***** Passage provided *****
On a side note, I was thinking of putting in a 10KW battery out of a wrecked tesla to power the AC during our day trips. We could charge at night, and then run the AC all day without turning on the genset. Maybe just turn the genset on when we need to cook, and then go back to battery power. That might be a whole seperate forum post, but it's something I'm figuring out now.


----------



## SailFishCostaRica (Jan 7, 2010)

Got to spend some money. It's fun spending money on toys instead of bills.


----------



## SailFishCostaRica (Jan 7, 2010)

I was looking through my phone to see if I had any before pictures of the interior. I didn't know how much we were going to do to the boat, so I didn't take too many. Man it was soo full of rotten stuff. Here's a quick shot of the "Kitchen" when I got it, and then here is some of the rotten interior we threw away before we left the marina.


----------



## SailFishCostaRica (Jan 7, 2010)

No time to write much, but we got alot of welding done and put the hard top up top! We have to paint the hard top still, but it fits which is the hard part. We also painted all of the fly bridge and cabin inside and out, I'll shoot some pictures of that when I get back to the shop. My only complaint is I feel the hardtop should be about 6 inches lower, but I'm going to run with this and see if I like and if not we can always come back and change it after i get out of the red


----------



## SailFishCostaRica (Jan 7, 2010)

Sorry, I've been doing the day shift and the night shift trying to get done, so the pictures are a few days old and that means we are much further ahead  Ten guys working on the boat today, I think I have everybody in town that I would work with working on the boat. And then as a special treat, harold called his dad in from Puntarenas and two of his brothers in from Puntarenas to help with the final blitz. Here are some pictures from earlier this week!























































This is a picture of Harolds dad making the frame that goes around the outside of the Smoke colored Lexan windows. I gotta get a picture tomorrow, he mounted them today to test fit them and they are cool. We are going to paint them white, but this was something I don't know if me and Harold could have pulled off as neat. He is also building the doors to the back fridges/benches, I gotta get a picture of that too. It's another tricky project that me and Harold were dreading.










I'll try to get some current pictures up here tomorrow. Been doing the 6am to 9pm thing, so not too much energy left.


----------



## DPFISHERMAN (Jun 6, 2011)

looking great! I love these post.


----------



## SailFishCostaRica (Jan 7, 2010)

I am officially fired as the picture taker. I thought I was shooting more pictures today, I don't know what happened, I looked at the phone and I only found two. Either way, I got the upstairs all wired up, got the Nav lights wired up and the front LED light strips. All the GPS, Radar, Sonar, and gauges have the wires ready to go. The guys put the ceiling in the cabin today as well, I don't know how I missed that picture. We are really wrapping up. I went in to get a date for inspection and the captian of Quepos said there was a month waiting list!!!! I almost passed out. So I took a road trip to Puntarenas today and got a date with them for next Friday (Thank God). So I have to be in the water by Thursday with full gas ready to make the 10 hour hike (I like to go slow to not burn too much fuel) Here's a picture from today, and then a picture from last night when we got done painting everything. The hard top turned out amazing, I'm really happy with it. If only I had measured out 6 foot 6 inches, but hey I gotta leave something for next year...
***** Data *****
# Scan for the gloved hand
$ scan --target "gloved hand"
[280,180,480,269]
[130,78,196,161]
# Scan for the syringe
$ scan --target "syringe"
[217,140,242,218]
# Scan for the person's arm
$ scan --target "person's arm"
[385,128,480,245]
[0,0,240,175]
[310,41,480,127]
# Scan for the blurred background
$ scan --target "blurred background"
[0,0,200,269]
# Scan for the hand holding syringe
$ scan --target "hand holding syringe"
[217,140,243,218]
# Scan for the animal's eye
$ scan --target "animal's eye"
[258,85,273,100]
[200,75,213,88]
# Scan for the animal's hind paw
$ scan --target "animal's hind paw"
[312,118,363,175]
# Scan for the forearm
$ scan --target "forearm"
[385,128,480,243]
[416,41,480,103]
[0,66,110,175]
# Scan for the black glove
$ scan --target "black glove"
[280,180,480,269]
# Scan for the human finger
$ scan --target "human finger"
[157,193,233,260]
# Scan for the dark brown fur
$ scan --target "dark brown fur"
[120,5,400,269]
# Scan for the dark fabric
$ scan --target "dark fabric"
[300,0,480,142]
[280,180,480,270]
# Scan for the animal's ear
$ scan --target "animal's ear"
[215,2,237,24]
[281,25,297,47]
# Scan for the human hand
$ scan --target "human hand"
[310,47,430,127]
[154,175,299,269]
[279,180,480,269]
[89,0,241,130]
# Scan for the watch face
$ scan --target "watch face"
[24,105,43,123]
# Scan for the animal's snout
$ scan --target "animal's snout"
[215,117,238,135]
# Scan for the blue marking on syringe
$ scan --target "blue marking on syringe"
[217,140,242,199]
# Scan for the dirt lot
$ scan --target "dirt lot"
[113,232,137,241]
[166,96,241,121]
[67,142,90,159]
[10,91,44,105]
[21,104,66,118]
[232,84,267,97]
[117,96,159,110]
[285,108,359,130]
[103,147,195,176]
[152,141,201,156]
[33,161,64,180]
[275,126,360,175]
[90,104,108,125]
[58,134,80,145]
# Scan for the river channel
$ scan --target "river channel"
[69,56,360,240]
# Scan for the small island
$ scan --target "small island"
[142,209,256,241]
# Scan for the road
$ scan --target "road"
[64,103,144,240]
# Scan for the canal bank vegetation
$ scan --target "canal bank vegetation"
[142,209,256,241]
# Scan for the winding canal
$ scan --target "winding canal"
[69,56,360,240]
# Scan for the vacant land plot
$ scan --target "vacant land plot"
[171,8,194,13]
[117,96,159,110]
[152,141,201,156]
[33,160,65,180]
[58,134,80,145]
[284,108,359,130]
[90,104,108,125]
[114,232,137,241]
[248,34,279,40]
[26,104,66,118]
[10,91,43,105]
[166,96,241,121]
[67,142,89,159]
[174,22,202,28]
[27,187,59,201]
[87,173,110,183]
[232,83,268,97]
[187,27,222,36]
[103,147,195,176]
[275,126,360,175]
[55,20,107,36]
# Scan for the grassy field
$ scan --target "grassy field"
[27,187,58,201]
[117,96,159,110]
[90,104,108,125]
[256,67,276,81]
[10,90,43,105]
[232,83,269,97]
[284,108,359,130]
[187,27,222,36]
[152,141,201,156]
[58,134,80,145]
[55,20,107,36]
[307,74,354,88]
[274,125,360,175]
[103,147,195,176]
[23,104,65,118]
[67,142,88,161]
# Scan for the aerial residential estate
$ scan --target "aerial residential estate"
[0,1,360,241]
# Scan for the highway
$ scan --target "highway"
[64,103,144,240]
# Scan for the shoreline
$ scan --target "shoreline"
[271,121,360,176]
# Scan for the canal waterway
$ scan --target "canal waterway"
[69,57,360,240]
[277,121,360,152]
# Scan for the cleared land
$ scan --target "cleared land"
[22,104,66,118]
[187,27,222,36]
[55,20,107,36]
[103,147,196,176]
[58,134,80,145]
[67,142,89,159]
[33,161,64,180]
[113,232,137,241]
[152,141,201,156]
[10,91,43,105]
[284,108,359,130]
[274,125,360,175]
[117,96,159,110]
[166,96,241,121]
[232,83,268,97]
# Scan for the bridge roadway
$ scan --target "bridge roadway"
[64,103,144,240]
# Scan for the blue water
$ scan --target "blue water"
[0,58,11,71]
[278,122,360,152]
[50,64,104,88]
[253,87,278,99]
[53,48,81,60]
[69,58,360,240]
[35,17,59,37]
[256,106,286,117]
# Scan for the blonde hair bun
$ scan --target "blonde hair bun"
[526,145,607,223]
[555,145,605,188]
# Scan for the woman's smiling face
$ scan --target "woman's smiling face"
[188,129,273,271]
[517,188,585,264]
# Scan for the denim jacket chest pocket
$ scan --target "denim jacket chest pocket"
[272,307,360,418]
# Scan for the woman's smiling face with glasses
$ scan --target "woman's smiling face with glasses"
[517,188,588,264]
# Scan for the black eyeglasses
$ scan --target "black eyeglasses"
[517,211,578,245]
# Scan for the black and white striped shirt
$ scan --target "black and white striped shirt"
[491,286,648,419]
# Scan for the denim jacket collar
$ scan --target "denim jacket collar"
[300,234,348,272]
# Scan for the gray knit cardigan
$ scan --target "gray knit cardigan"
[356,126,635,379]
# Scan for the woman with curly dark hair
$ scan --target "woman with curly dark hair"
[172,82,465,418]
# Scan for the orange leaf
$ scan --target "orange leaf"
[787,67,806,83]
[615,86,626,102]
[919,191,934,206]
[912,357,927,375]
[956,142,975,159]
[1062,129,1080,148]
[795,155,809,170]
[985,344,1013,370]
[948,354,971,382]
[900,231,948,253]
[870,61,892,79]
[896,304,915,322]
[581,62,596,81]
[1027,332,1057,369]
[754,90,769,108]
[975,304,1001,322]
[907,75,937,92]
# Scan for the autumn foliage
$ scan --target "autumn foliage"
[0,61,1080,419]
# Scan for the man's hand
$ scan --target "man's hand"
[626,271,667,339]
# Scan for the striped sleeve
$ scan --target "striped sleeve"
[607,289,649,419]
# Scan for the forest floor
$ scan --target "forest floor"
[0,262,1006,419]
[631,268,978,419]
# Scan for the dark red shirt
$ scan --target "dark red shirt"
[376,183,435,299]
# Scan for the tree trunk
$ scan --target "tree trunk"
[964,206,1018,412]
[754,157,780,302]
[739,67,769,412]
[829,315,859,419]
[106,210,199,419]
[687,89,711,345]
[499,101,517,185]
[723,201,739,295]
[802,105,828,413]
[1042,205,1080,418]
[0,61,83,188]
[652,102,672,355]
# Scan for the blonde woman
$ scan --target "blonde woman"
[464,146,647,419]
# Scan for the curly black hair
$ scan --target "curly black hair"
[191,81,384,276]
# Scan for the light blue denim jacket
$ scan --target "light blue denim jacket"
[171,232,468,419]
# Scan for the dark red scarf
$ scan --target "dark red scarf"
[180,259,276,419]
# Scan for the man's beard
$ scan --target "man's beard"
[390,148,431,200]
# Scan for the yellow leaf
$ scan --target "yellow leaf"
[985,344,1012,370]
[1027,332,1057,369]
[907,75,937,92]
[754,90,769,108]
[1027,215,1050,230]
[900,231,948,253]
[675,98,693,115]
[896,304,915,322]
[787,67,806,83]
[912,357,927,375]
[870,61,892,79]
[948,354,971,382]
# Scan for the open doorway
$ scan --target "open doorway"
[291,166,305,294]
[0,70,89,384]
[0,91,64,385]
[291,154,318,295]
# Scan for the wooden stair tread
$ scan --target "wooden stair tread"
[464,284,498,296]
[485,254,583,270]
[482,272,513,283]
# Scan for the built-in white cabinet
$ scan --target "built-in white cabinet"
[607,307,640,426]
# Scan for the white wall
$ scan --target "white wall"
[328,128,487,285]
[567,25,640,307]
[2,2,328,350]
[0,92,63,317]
*****
Set tasks.
1) In the forum thread, why did the poster drive to Puntarenas to get an inspection date?
2) In the records, lay out the lines from the one containing "# Scan for the striped sleeve" through the one containing "[390,148,431,200]", inclusive, as a Markdown table with the columns Row and Line, leaving out blank lines.

The answers.
1) The captain of Quepos said there was a month-long waiting list for inspection. So the poster drove to Puntarenas and got an inspection date there for the following Friday.

2)
| Row | Line |
|---|---|
| 1 | # Scan for the striped sleeve |
| 2 | $ scan --target "striped sleeve" |
| 3 | [607,289,649,419] |
| 4 | # Scan for the forest floor |
| 5 | $ scan --target "forest floor" |
| 6 | [0,262,1006,419] |
| 7 | [631,268,978,419] |
| 8 | # Scan for the dark red shirt |
| 9 | $ scan --target "dark red shirt" |
| 10 | [376,183,435,299] |
| 11 | # Scan for the tree trunk |
| 12 | $ scan --target "tree trunk" |
| 13 | [964,206,1018,412] |
| 14 | [754,157,780,302] |
| 15 | [739,67,769,412] |
| 16 | [829,315,859,419] |
| 17 | [106,210,199,419] |
| 18 | [687,89,711,345] |
| 19 | [499,101,517,185] |
| 20 | [723,201,739,295] |
| 21 | [802,105,828,413] |
| 22 | [1042,205,1080,418] |
| 23 | [0,61,83,188] |
| 24 | [652,102,672,355] |
| 25 | # Scan for the blonde woman |
| 26 | $ scan --target "blonde woman" |
| 27 | [464,146,647,419] |
| 28 | # Scan for the curly black hair |
| 29 | $ scan --target "curly black hair" |
| 30 | [191,81,384,276] |
| 31 | # Scan for the light blue denim jacket |
| 32 | $ scan --target "light blue denim jacket" |
| 33 | [171,232,468,419] |
| 34 | # Scan for the dark red scarf |
| 35 | $ scan --target "dark red scarf" |
| 36 | [180,259,276,419] |
| 37 | # Scan for the man's beard |
| 38 | $ scan --target "man's beard" |
| 39 | [390,148,431,200] |